About this exercise
Filter the material, keeping only lines with the word "where".
-------
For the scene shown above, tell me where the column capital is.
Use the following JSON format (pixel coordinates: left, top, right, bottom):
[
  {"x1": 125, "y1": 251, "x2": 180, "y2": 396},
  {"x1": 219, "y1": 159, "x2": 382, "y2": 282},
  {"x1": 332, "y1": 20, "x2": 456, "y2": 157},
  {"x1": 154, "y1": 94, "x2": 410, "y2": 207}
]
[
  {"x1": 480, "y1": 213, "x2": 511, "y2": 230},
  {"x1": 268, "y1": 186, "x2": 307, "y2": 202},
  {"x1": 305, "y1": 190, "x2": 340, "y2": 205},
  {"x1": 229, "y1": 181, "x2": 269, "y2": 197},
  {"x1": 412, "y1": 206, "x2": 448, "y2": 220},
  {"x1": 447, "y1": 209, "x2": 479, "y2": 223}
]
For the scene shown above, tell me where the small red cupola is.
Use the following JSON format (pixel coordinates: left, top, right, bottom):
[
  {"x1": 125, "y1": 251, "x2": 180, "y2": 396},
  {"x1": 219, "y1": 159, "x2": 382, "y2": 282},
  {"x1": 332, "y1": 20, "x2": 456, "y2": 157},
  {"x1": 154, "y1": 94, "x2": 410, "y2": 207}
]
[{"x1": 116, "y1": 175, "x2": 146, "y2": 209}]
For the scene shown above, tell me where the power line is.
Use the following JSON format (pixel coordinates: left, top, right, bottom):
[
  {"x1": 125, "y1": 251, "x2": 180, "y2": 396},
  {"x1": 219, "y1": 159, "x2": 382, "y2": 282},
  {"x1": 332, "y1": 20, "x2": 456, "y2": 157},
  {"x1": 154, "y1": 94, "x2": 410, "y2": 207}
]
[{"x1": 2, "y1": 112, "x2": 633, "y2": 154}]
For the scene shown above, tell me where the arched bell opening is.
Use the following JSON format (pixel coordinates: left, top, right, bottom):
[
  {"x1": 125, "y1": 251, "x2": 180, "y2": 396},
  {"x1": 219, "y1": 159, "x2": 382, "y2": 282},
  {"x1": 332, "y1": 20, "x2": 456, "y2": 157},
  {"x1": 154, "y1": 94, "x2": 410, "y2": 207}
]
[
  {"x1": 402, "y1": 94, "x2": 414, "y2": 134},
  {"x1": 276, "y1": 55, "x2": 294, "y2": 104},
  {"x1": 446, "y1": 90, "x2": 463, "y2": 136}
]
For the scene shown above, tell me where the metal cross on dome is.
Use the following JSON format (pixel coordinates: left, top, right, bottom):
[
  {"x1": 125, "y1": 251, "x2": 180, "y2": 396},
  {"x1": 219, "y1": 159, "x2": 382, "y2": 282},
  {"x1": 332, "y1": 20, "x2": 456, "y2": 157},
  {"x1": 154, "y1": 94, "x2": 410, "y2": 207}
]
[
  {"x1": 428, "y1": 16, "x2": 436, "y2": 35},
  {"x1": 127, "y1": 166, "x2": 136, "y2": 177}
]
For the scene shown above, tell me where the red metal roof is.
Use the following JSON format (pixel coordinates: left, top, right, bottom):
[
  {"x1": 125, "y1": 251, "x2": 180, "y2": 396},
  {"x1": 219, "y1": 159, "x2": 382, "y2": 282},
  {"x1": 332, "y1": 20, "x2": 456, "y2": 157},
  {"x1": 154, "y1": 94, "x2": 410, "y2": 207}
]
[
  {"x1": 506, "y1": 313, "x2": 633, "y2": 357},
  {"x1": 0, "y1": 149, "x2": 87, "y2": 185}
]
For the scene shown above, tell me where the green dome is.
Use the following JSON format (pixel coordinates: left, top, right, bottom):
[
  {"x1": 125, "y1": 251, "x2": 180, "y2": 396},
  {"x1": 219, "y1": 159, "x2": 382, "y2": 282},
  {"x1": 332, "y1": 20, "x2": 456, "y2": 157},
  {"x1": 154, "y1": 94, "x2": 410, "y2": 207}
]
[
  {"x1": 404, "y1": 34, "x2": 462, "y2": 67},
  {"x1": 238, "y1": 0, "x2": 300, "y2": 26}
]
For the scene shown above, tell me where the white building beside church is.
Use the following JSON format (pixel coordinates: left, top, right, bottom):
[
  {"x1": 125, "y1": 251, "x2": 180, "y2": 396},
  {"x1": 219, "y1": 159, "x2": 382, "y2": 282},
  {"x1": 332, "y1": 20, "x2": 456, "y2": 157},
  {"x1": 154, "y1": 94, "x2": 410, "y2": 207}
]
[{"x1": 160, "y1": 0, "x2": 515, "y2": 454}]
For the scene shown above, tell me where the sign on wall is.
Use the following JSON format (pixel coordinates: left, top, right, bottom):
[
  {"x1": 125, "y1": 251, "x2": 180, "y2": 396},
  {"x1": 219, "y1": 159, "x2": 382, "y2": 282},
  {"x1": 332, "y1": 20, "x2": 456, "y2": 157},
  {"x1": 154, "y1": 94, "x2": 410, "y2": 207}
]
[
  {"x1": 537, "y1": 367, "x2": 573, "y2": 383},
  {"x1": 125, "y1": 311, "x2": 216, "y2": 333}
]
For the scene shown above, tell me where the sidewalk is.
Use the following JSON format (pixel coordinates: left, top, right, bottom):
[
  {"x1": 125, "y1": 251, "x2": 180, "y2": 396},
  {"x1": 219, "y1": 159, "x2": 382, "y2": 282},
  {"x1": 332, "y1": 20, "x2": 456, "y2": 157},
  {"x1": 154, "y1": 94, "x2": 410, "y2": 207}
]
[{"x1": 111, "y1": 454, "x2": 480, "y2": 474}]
-------
Output for this task
For the scene shown above, tell me where the column capital is.
For the scene shown above, tell me where the small red cupola is.
For the scene shown above, tell me where the power line is.
For the scene shown above, tell me where the arched bell opening is.
For the scene shown above, tell me where the metal cross on dome is.
For the scene shown above, tell me where the red metal roof is.
For the scene shown above, tell me where the green dome is.
For the scene shown above, tell me where the white building beside church is.
For the scene shown above, tell me where the sign on wall is.
For the scene shown above, tell me where the sidewalk is.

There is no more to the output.